> [Exercise prompt]: The line containing "Mark the flagpole, one" and every line after it, through the last, are to be extracted exactly; no other lines belong in the answer.

══ Record excerpts ══

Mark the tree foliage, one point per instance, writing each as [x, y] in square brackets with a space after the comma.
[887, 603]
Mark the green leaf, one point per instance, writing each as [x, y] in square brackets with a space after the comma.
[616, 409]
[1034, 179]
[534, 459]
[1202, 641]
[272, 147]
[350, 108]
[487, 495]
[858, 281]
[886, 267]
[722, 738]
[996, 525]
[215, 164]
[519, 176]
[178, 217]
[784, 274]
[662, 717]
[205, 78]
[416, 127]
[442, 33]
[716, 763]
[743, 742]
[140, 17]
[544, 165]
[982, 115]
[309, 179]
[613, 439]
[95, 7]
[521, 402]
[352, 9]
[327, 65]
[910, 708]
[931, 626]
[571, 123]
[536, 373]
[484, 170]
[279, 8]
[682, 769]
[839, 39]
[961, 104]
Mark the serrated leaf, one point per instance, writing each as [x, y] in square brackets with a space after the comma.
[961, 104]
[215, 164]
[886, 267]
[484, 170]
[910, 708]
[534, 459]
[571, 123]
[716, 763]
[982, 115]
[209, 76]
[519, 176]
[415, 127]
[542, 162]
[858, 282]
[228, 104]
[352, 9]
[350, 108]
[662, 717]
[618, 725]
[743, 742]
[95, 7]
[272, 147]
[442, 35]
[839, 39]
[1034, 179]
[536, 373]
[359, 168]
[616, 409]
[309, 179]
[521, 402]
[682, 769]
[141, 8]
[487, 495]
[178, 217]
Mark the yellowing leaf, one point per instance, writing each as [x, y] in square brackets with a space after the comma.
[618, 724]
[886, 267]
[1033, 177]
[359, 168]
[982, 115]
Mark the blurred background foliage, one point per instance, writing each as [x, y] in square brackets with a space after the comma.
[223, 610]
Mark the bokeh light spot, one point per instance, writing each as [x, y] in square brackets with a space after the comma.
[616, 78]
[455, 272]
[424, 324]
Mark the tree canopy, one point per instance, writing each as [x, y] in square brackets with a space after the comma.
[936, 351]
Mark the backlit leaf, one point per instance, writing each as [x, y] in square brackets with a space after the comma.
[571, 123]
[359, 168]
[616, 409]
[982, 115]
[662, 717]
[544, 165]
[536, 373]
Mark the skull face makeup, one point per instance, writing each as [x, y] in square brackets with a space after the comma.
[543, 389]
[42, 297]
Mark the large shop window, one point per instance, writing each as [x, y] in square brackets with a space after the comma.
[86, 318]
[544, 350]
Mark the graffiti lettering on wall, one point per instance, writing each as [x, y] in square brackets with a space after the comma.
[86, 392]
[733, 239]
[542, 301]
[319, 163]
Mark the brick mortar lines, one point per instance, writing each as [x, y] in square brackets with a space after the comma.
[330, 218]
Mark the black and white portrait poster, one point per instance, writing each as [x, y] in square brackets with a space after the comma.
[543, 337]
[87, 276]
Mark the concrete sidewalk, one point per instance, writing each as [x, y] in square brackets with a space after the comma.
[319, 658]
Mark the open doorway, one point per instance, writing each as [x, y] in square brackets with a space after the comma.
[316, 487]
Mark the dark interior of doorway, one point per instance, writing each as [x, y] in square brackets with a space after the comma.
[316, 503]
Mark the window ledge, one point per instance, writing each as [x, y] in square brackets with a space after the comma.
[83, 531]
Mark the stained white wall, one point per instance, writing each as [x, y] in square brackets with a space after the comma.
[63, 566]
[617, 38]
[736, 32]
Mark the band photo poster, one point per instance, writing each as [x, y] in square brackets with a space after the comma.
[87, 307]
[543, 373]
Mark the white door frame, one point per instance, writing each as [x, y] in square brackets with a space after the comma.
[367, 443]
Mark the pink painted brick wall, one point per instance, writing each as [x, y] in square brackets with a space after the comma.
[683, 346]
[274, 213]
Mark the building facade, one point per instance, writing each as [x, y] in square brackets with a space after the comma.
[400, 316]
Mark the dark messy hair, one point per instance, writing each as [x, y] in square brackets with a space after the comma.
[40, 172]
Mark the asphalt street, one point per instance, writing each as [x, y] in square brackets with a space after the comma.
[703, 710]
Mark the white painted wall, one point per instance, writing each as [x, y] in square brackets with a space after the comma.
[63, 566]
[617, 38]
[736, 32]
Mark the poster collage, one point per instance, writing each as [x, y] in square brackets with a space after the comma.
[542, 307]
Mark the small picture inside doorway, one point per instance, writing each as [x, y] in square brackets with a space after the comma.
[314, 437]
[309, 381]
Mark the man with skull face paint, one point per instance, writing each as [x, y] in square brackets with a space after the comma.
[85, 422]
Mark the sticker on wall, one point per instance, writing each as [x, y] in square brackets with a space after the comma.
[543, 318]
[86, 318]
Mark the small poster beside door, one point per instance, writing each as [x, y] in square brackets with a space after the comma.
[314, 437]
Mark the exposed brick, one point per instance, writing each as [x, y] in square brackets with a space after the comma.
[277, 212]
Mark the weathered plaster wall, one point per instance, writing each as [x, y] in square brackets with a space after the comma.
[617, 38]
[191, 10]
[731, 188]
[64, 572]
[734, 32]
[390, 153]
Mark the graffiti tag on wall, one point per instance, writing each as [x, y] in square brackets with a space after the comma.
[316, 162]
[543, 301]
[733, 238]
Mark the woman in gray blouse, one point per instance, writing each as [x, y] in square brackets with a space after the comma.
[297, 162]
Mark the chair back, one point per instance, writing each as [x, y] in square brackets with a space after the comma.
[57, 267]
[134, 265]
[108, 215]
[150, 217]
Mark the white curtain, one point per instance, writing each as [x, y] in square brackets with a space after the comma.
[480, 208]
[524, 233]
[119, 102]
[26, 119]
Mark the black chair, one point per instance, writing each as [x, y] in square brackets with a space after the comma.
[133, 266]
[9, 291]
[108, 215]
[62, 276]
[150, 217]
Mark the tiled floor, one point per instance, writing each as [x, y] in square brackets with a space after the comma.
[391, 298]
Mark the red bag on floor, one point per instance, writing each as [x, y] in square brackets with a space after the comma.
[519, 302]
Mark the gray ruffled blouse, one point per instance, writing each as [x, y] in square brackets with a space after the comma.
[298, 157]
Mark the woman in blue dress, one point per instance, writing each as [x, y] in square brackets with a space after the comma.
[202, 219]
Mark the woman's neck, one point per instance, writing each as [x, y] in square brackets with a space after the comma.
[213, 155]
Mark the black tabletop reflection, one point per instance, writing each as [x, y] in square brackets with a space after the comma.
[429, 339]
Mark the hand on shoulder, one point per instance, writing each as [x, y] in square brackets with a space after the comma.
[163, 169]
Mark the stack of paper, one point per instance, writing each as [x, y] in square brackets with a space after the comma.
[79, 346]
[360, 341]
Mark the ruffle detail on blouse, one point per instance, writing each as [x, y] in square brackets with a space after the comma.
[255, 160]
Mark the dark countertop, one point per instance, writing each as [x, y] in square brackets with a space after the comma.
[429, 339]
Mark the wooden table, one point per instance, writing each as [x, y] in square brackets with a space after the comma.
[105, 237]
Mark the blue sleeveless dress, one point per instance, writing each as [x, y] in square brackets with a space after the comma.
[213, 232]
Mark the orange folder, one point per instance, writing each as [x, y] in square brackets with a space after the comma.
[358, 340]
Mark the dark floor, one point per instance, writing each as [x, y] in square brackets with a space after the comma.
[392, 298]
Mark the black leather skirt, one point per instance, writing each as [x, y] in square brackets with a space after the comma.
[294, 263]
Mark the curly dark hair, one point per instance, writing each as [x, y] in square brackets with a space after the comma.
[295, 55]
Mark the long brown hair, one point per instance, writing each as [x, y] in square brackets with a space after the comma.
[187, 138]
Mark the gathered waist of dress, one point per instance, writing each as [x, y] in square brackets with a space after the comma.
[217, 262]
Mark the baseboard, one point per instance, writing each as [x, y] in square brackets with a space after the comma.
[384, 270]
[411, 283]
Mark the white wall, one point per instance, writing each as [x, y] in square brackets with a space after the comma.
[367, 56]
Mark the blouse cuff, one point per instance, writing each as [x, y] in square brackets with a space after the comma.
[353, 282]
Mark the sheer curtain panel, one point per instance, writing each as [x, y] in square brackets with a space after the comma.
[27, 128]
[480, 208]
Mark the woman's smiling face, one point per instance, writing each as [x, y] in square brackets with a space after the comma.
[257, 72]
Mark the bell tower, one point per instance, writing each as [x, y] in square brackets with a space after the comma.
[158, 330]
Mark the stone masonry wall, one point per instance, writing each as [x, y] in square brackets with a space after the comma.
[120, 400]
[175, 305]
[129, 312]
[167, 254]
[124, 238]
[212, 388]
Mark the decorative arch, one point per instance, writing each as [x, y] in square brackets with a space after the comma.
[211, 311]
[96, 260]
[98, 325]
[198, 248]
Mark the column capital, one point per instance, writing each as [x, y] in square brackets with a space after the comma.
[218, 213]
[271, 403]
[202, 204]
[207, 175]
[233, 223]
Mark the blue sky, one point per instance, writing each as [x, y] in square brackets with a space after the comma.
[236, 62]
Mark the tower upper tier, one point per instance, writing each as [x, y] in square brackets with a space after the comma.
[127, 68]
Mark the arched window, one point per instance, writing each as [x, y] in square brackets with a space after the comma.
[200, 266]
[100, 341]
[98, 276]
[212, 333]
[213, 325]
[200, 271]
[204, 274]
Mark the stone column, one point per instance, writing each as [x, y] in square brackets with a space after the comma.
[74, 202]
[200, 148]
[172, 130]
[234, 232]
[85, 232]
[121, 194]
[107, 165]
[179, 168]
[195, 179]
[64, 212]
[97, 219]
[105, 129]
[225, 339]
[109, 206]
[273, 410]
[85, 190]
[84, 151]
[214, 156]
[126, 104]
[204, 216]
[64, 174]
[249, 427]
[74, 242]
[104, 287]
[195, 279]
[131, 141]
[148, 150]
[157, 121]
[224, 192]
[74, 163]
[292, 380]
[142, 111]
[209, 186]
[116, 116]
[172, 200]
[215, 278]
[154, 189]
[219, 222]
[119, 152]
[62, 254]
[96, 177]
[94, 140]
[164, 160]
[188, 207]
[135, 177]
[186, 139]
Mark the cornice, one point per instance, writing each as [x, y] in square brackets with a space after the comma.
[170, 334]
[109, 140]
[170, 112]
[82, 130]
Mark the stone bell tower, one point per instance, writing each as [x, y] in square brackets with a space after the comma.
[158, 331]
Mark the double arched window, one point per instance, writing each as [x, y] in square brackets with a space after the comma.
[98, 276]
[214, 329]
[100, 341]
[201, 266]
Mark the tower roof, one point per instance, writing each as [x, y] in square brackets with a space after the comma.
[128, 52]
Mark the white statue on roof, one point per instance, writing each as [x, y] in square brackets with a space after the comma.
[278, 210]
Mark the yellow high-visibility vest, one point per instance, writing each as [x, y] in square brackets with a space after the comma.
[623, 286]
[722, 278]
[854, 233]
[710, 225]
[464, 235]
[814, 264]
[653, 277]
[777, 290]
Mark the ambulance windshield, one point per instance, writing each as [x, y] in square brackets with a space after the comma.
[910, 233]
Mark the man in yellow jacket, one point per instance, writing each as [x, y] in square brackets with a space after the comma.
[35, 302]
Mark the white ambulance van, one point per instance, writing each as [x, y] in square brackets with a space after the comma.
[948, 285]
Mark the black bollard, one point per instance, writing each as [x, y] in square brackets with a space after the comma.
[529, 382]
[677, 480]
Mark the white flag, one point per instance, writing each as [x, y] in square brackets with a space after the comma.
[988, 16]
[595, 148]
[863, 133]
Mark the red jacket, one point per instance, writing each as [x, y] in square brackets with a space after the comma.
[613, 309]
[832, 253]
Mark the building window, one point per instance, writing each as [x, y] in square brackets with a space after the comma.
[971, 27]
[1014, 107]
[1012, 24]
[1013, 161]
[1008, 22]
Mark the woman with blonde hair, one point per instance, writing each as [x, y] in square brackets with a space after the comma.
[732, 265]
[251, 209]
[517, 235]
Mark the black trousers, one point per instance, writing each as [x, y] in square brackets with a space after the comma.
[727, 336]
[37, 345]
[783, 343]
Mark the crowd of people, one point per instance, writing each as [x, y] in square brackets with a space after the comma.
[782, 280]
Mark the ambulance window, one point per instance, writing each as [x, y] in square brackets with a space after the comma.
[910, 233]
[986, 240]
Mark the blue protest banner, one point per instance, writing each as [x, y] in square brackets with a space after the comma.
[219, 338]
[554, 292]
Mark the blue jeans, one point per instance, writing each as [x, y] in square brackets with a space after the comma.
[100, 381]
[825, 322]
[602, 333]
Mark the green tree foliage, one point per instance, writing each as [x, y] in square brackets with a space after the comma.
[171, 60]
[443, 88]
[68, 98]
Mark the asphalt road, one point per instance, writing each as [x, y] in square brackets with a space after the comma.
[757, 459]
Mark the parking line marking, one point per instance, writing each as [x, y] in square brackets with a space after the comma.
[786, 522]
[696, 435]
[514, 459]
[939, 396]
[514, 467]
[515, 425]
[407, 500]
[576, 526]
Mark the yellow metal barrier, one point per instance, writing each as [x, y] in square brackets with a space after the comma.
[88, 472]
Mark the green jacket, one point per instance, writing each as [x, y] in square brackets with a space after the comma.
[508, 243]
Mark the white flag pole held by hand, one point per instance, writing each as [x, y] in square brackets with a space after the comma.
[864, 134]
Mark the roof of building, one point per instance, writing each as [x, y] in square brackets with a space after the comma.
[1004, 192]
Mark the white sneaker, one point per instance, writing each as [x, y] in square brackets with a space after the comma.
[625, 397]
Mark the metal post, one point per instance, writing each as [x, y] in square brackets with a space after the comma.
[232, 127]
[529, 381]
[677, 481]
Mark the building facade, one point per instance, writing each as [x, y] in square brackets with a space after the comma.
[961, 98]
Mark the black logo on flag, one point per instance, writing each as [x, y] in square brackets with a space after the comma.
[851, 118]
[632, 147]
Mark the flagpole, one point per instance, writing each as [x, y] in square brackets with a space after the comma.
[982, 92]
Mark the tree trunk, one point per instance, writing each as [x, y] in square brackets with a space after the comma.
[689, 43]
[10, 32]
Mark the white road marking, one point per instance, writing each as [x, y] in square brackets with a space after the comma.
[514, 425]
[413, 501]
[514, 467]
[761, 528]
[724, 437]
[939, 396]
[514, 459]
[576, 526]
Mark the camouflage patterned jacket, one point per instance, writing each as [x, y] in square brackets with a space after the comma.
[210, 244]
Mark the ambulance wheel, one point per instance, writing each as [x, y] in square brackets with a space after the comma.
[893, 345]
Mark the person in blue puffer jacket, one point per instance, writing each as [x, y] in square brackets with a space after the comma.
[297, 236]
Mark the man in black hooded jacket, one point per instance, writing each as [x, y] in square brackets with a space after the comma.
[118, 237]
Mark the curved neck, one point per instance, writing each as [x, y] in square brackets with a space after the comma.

═══

> [Response below]:
Mark the flagpole, one point per instance, writing each as [x, y] in square brackets with a space after the comma.
[982, 92]
Mark the tree trunk, one point per instance, writing each as [x, y] in square brackets with a space after the comma.
[689, 43]
[10, 32]
Mark the white road marking, one point per instance, writing each as [x, y] in square brackets with a space after the comma.
[514, 425]
[413, 501]
[514, 467]
[761, 528]
[724, 437]
[939, 396]
[514, 459]
[576, 526]
Mark the camouflage patterned jacket, one point per instance, writing each as [x, y] in square brackets with a space after the comma.
[210, 244]
Mark the ambulance wheel, one point per instance, writing each as [x, y] in square brackets with a space after the comma.
[893, 345]
Mark the person in blue puffer jacket, one point per instance, writing each as [x, y] in square brackets with a space after the comma.
[297, 236]
Mark the man in black hooded jacket, one point per instance, writing each as [x, y] in square brackets with a space after the comma.
[118, 237]
Mark the curved neck, one point per instance, writing each as [x, y] in square brackets with a space after the comma.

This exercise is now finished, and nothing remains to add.